▶

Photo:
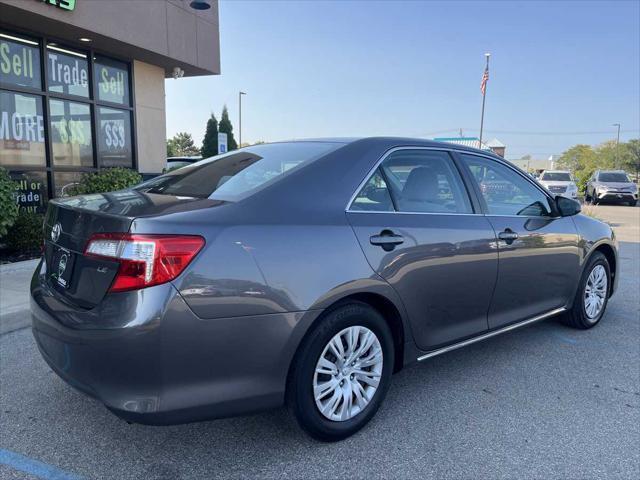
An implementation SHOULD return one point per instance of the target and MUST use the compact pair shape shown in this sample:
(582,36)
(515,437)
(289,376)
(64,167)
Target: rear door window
(505,191)
(425,181)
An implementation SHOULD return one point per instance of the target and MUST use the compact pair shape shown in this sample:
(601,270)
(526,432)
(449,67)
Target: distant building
(497,146)
(535,165)
(494,145)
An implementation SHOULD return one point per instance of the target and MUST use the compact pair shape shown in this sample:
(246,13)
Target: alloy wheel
(347,373)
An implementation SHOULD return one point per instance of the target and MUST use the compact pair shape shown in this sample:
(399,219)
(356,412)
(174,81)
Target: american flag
(485,79)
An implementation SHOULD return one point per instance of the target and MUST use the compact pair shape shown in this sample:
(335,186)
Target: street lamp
(240,118)
(617,143)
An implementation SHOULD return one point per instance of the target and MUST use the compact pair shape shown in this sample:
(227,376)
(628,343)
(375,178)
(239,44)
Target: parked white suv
(611,186)
(559,182)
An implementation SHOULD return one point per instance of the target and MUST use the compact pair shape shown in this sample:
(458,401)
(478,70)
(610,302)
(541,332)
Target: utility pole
(617,145)
(483,89)
(240,118)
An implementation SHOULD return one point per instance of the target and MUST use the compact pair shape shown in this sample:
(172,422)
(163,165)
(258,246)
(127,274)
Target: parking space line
(34,467)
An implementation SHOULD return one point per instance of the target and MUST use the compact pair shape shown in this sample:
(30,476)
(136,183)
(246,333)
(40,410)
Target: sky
(561,73)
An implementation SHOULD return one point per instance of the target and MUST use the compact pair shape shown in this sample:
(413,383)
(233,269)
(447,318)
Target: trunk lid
(70,222)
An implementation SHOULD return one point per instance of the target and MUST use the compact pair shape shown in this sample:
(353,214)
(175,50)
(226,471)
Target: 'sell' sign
(64,4)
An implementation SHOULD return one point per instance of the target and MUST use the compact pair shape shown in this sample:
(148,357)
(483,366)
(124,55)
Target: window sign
(21,129)
(222,143)
(114,137)
(112,81)
(19,62)
(71,133)
(67,71)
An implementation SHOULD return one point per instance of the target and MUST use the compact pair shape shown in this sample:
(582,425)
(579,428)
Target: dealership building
(82,84)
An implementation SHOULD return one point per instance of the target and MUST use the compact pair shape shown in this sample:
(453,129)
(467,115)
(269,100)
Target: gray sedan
(305,273)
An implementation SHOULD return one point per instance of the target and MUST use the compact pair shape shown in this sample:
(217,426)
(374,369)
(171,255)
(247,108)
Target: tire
(580,316)
(303,378)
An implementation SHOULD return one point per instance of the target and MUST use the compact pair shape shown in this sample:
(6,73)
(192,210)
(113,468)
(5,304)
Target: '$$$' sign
(114,135)
(71,131)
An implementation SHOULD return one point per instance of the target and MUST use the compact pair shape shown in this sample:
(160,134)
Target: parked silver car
(559,182)
(611,186)
(305,273)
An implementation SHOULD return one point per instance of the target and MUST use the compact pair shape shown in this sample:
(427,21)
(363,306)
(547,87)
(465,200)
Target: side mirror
(567,207)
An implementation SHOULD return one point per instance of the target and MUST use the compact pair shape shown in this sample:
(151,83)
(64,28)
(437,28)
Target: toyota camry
(305,273)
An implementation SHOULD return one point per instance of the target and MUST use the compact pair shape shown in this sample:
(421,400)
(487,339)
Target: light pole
(240,118)
(483,89)
(617,144)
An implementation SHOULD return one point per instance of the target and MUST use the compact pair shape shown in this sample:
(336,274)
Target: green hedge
(8,205)
(107,180)
(25,236)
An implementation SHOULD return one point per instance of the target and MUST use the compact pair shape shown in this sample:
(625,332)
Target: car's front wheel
(341,372)
(592,296)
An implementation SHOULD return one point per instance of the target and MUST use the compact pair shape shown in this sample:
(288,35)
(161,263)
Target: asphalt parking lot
(541,402)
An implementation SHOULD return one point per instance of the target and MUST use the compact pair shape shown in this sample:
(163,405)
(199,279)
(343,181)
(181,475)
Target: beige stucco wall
(151,123)
(163,32)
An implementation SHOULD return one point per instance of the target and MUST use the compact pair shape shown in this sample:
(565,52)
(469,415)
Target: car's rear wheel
(592,296)
(341,372)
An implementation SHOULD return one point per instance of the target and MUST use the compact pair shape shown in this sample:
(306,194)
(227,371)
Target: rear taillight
(145,260)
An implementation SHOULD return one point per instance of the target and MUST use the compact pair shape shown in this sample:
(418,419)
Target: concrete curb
(14,295)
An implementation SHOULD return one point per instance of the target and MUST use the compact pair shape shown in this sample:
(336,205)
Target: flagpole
(484,95)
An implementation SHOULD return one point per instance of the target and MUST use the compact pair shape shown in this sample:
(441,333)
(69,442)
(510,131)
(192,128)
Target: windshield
(238,174)
(556,176)
(614,177)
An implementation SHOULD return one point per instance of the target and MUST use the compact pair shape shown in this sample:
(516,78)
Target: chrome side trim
(494,333)
(420,213)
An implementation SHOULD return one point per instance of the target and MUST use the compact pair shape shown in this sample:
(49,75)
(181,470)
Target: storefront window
(112,81)
(31,191)
(64,183)
(21,129)
(67,71)
(55,125)
(114,137)
(71,133)
(19,61)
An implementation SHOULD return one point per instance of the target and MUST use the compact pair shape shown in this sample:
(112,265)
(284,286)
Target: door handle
(387,240)
(508,236)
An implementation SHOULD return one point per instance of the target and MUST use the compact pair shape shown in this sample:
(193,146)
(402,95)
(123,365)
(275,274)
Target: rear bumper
(150,360)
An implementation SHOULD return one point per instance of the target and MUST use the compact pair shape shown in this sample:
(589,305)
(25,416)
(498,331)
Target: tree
(582,160)
(181,145)
(210,142)
(226,127)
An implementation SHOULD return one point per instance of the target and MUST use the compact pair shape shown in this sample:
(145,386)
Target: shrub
(25,236)
(582,177)
(106,180)
(8,205)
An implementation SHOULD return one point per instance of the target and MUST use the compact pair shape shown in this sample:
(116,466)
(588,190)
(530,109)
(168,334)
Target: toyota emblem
(62,265)
(56,231)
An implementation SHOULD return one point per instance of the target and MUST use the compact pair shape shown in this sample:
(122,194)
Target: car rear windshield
(238,174)
(556,177)
(613,177)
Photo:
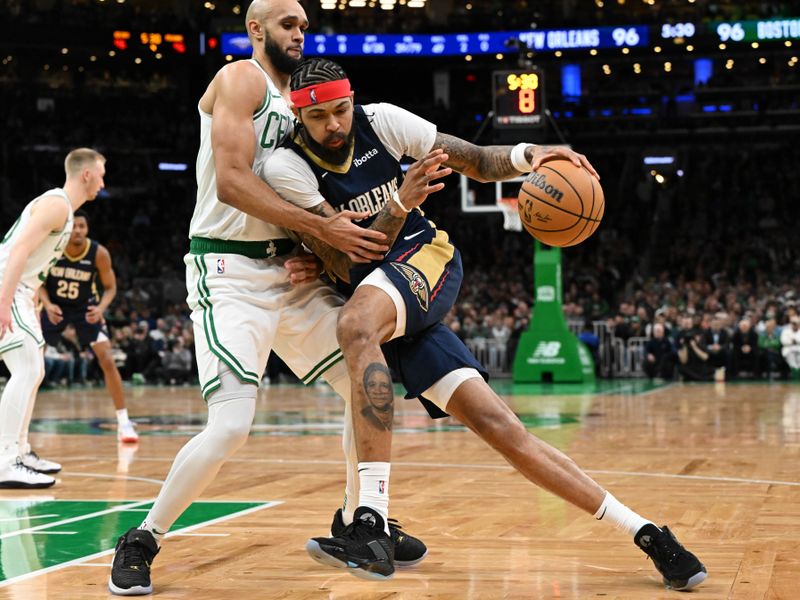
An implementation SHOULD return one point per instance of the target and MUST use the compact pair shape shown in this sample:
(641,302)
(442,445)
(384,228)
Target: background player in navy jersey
(344,156)
(70,296)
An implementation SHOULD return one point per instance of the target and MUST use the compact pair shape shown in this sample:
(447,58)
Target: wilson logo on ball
(540,181)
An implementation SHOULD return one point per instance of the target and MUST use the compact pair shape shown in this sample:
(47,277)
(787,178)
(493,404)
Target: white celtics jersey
(272,122)
(49,251)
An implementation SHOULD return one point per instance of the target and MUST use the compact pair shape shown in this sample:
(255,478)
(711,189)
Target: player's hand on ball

◀

About this task:
What is needed is an exact copy of every entry, with the pictures removed.

Written response:
Photo:
An implementation SHOULD return one point per instance of the target and MUST use the compact pair shape shown in this sample:
(582,36)
(515,437)
(289,376)
(64,167)
Target: rear door window
(505,191)
(425,181)
An implementation SHOULD return one point per instance of the target and MUST use the compact pair shape shown in this sample:
(601,270)
(526,432)
(449,67)
Target: distant building
(497,146)
(535,165)
(494,145)
An implementation SHOULD return one point per instance of the target and MUST use the compact pair shape shown in this sample:
(246,13)
Target: alloy wheel
(347,373)
An implementation SHOULD return one point per instance of the target and MUST use the compact pair shape shown in this sample:
(399,219)
(356,412)
(174,81)
Target: american flag
(485,79)
An implementation SHOULD return one point per instance of the target and MUST use the compact pair shape shown in this sample:
(335,186)
Target: street lamp
(240,118)
(617,143)
An implementation SHOULD return one point per instance of the target and MUST use the compact pair shape shown in this sample:
(227,376)
(628,343)
(375,178)
(239,44)
Target: parked white suv
(611,186)
(559,182)
An implementation SHOULD return one point per instance of the target and MUST use the compact pair shape shown in this sample:
(458,401)
(478,70)
(610,302)
(541,332)
Target: utility pole
(617,145)
(483,89)
(240,118)
An implementation SHOULD return one point per instance of the target and MUST use the compact pair shape shown in this sample:
(172,422)
(163,165)
(258,246)
(127,274)
Target: parking space line
(34,467)
An implementation SHOULD return one point per instance of the target and MUST use the compact pair shape shown in this sample:
(30,476)
(136,183)
(246,333)
(40,410)
Target: sky
(561,73)
An implementation SHOULD return one point per instance of the target and MUST use the compact pair shape shown in this sample:
(413,383)
(233,269)
(447,318)
Target: trunk lid
(70,222)
An implementation SHOULD return one point per instance of the target and MUST use the compact pair shape shown in this sample:
(353,214)
(175,50)
(226,471)
Target: 'sell' sign
(64,4)
An implementation SHOULD return one point per instance of the target and MUST use the compact pair shape shown in this sample:
(148,357)
(483,366)
(124,55)
Target: window sign
(21,129)
(222,143)
(114,137)
(112,81)
(19,62)
(71,133)
(67,71)
An implementation SHOULD return one point per instance of the target and MUST use the compact pair shape shown in this sample:
(582,425)
(579,428)
Target: dealership building
(82,84)
An implementation SHOULD return one point per instance of the target and MUST use the compact pair shape shown in this sample:
(453,129)
(467,115)
(269,100)
Target: gray sedan
(305,273)
An implementation SHOULD return one point per instance of the target and MUST use the compact pair shape shown in this sample:
(217,426)
(374,369)
(171,255)
(247,108)
Target: tire
(580,316)
(303,378)
An implementation SHOULD return one point per instance of the target and MUST use the compact pair shape shown in this sample:
(6,73)
(192,210)
(113,468)
(5,304)
Target: '$$$' sign
(114,135)
(71,131)
An implementation SHOULD return one point per instance of the target and MUST use the compact pair shape shown in this sample:
(160,134)
Target: parked silver car
(559,182)
(611,186)
(305,273)
An implementation SHOULD return one point per instance of the target and MUST use the compact pair shape shown in this sample:
(427,21)
(363,306)
(547,87)
(465,200)
Target: side mirror
(567,207)
An implementation SHOULD return one point per instance of the target and MUST use the compact pair shape shown in this sample:
(151,83)
(64,28)
(437,28)
Target: toyota camry
(305,273)
An implementation SHOULD return one point per instance of the target and MUST use the compact pair shape shown in this sample:
(421,400)
(487,339)
Target: light pole
(240,118)
(483,89)
(617,144)
An implementation SHOULD return one point per instance of the target and MUST use the compact pair shape shown in this sample:
(336,274)
Target: green hedge
(8,205)
(107,180)
(25,236)
An implementation SHOULD return one point per instance of the target and MUST use the compact pair shape shown in this sample:
(625,332)
Target: car's front wheel
(341,372)
(592,296)
An implementation SHOULD return one point per instance of the target and MUST use the compact pair shape shown in this sample:
(288,35)
(161,263)
Target: asphalt parking lot
(541,402)
An implementation SHOULD return one point per instance of the target and MUST use the compact pair shape shown in this sample:
(163,405)
(199,279)
(343,181)
(181,475)
Target: beige stucco wall
(151,123)
(163,32)
An implementation SHOULD return one point per instance of the target and MUST use the compact pair shape shown in this sample:
(565,52)
(469,415)
Target: car's rear wheel
(592,296)
(341,372)
An implementation SHOULD return one point per instance of the target and MUST use the compact pair shape shown in this sample:
(306,194)
(227,371)
Target: rear taillight
(145,260)
An implementation SHOULD return one point per instance of the target and MUST use the compact pair shape shown in this sample:
(418,419)
Target: concrete curb
(14,295)
An implementation SHOULD return one point per instance of the target and MUST use the compact pair shape shown in this sample:
(336,205)
Target: flagpole
(484,95)
An implementation SHOULD return one point per instance of the target and MUST use the compact pair shape shown in this sample:
(441,333)
(69,442)
(510,131)
(192,128)
Target: windshield
(238,174)
(556,176)
(614,177)
An implementation SHOULD return one point per instance of the target and MUST use the compact pair shape shown in this sample:
(516,78)
Target: chrome side trim
(494,333)
(420,213)
An implementation SHOULD return one point per instance of the target and MUST use the compact pair shape shown in this sample:
(49,75)
(181,470)
Target: storefront window
(112,81)
(31,191)
(64,183)
(21,129)
(67,71)
(55,125)
(114,137)
(71,133)
(19,61)
An implementation SHOULD return one point per instance of the target and MUST use the compact pair shape shown in this sample:
(112,265)
(284,286)
Target: door handle
(387,240)
(508,236)
An implementation SHOULD return one point per instance of the target and MUST use the compact pair shape shown in this sample:
(193,146)
(402,95)
(123,365)
(275,274)
Target: rear bumper
(150,360)
An implementation SHOULD return one point per instance of the target and MUST use the compact pair shape shown in this sample:
(589,305)
(25,416)
(498,331)
Target: tree
(582,160)
(181,145)
(210,142)
(226,127)
An implementation SHOULD return one point per instance of the target and MUST use the compact pair shape shown in this sample:
(145,386)
Target: shrub
(25,236)
(582,177)
(106,180)
(8,205)
An implementation SHOULD return one point per instance of the target and MUST use the compact pair shape shown in this sample:
(116,466)
(588,190)
(530,109)
(168,334)
Target: toyota emblem
(62,265)
(56,231)
An implementation SHOULD return one point per instance of the target and MUST use the compact pair shape shown in this sample:
(122,194)
Target: car rear windshield
(238,174)
(556,177)
(613,177)
Photo:
An implementation SHOULD return one point per instance of the target and MUST use the compact pair shape shown in this sample:
(641,302)
(442,445)
(384,228)
Target: background player in navy jersey
(344,156)
(70,296)
An implementation SHOULD return one point per instance of the target and MUST use the compact pair shape shown in this sample:
(447,58)
Target: wilson logo on ball
(540,181)
An implementation SHOULD return one point per instance of the target and MUST use the compact pair shape shown in this sample:
(47,277)
(787,178)
(493,404)
Target: white celtics jersey
(272,122)
(49,251)
An implementation SHOULD return one point per instance of the target and MUST use the compact pair shape shown in this sample:
(255,478)
(711,189)
Target: player's hand on ball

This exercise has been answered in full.